INSTRUCTION.
Please copy the lines below word for word, with every character and line break unchanged.

════════

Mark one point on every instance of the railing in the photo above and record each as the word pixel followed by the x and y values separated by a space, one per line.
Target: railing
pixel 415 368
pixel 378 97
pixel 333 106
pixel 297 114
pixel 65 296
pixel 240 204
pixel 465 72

════════

SOLUTION TO THIS TASK.
Mark one point on every instance of the railing in the photo above and record each as the word pixel followed by the x and y values separated by a space, one per line.
Target: railing
pixel 415 368
pixel 378 97
pixel 333 106
pixel 297 114
pixel 65 296
pixel 240 204
pixel 465 72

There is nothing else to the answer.